* _Problem to work on_
Your task is to retype all of the records below with complete accuracy.

* _Input records_
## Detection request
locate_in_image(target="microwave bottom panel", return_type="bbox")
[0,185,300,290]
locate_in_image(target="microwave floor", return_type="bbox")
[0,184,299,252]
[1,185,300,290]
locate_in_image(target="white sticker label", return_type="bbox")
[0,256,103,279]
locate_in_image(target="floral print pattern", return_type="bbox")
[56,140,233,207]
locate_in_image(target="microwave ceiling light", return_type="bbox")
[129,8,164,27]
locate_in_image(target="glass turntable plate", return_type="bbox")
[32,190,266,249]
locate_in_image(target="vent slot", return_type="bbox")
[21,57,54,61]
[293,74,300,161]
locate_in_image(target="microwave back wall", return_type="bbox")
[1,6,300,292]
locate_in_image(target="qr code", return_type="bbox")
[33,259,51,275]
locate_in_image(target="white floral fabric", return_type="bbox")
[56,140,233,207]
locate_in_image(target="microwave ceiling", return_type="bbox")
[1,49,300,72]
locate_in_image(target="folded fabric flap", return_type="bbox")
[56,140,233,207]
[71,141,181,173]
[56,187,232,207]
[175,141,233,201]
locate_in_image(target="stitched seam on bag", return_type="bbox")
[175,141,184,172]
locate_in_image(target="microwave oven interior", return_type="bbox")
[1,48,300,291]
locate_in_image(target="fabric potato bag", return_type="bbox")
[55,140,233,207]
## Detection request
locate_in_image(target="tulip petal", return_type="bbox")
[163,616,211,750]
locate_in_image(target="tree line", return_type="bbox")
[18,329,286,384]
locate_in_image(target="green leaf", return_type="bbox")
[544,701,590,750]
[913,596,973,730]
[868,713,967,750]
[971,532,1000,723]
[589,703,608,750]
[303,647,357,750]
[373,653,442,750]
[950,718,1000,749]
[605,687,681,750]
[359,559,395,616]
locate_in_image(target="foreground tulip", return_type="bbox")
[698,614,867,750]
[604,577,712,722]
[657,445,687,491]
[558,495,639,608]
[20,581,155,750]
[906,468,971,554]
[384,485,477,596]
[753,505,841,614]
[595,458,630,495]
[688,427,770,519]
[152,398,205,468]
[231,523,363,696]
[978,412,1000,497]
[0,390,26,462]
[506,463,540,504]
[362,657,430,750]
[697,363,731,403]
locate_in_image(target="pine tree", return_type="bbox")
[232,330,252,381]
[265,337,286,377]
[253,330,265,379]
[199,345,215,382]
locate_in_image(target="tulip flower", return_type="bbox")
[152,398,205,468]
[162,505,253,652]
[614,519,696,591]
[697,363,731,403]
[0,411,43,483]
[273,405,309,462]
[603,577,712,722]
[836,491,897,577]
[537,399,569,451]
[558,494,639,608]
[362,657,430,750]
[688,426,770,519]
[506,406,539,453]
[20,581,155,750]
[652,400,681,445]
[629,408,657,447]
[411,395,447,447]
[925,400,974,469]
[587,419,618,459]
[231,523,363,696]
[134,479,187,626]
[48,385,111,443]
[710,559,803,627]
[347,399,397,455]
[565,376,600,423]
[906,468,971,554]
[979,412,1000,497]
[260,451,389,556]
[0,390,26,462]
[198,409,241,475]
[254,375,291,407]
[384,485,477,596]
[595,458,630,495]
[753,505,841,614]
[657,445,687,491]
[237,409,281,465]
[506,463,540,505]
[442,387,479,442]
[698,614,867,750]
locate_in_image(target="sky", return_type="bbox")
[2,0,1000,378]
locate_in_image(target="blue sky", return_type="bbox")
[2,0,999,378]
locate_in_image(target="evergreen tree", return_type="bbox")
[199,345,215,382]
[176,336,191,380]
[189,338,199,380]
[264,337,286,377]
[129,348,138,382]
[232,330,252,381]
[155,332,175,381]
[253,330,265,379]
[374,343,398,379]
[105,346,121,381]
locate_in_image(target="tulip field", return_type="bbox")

* _Answer_
## Detection request
locate_in_image(target="microwave bottom panel", return_type="bbox")
[0,185,300,290]
locate_in_image(target="microwave floor", return_type="bbox")
[0,184,299,252]
[1,185,300,290]
locate_in_image(target="white sticker label", return_type="bbox")
[0,256,103,279]
locate_in_image(target="floral print pattern", return_type="bbox")
[56,140,233,207]
locate_in_image(target="microwave ceiling light", return_type="bbox")
[129,8,164,27]
locate_in_image(target="glass turntable plate", return_type="bbox")
[32,190,266,249]
locate_in_image(target="vent slot", return_type="bbox")
[21,57,54,61]
[293,74,300,161]
locate_in_image(target="microwave back wall", return_type="bbox")
[1,6,300,292]
locate_in_image(target="qr code", return_type="bbox")
[33,259,51,275]
locate_in_image(target="white floral fabric", return_type="bbox")
[56,140,233,207]
locate_in_image(target="microwave ceiling", return_type="bbox")
[1,49,300,72]
locate_in_image(target="folded fabric flap", return_type="bbox")
[56,140,233,207]
[71,141,181,173]
[56,187,232,207]
[175,141,233,201]
locate_in_image(target="stitched seam on bag", return_type="bbox")
[175,141,184,172]
locate_in_image(target="microwave oven interior", return_type="bbox")
[1,48,300,291]
locate_in_image(target="fabric potato bag", return_type="bbox")
[55,140,233,207]
## Detection request
locate_in_image(target="tulip petal", return_type="bbox")
[163,616,211,750]
locate_in_image(target="tree line", return_type="bbox")
[18,329,286,384]
locate_in_image(target="green leaf", return_type="bbox")
[544,701,590,750]
[913,596,973,730]
[868,713,967,750]
[971,532,1000,723]
[589,703,608,750]
[303,647,357,750]
[373,653,442,750]
[950,718,1000,749]
[605,687,681,750]
[359,559,395,616]
locate_in_image(target="foreground tulip", return_type="bbox")
[698,614,867,750]
[604,577,712,722]
[657,445,687,491]
[558,495,639,608]
[20,581,155,750]
[906,468,971,554]
[384,485,477,596]
[753,505,841,614]
[595,458,630,495]
[688,427,770,519]
[152,398,205,468]
[231,523,363,696]
[978,412,1000,497]
[0,390,26,462]
[506,463,540,504]
[362,657,430,750]
[697,363,731,403]
locate_in_image(target="pine tree", return_type="bbox")
[232,330,252,381]
[265,337,286,377]
[253,330,265,379]
[199,345,215,382]
locate_in_image(target="tulip flower", return_type="bbox")
[152,398,205,468]
[162,505,253,652]
[614,519,696,591]
[697,363,731,403]
[0,411,43,483]
[273,405,309,462]
[603,577,712,722]
[836,491,897,577]
[537,399,569,451]
[558,494,639,608]
[362,657,430,750]
[688,426,770,519]
[506,406,539,453]
[20,581,155,750]
[652,400,681,445]
[629,408,657,447]
[411,395,447,447]
[925,400,974,469]
[587,419,618,459]
[231,523,363,696]
[134,479,187,626]
[48,385,111,443]
[710,559,803,627]
[347,399,397,455]
[565,376,600,423]
[906,468,971,554]
[979,412,1000,497]
[260,451,389,556]
[0,390,26,462]
[198,409,241,475]
[254,375,291,407]
[384,485,477,596]
[595,458,630,495]
[753,505,841,614]
[657,445,687,491]
[237,409,281,465]
[506,463,540,505]
[442,387,479,442]
[698,614,867,750]
locate_in_image(target="sky", return_type="bbox")
[2,0,1000,378]
locate_in_image(target="blue sky", return_type="bbox")
[2,0,999,378]
locate_in_image(target="evergreen tree", return_type="bbox")
[199,345,215,382]
[176,336,191,380]
[189,338,199,380]
[264,337,286,377]
[129,348,138,382]
[232,330,252,381]
[155,332,175,381]
[253,330,265,379]
[374,343,398,379]
[105,346,121,381]
locate_in_image(target="tulip field", return_type="bbox")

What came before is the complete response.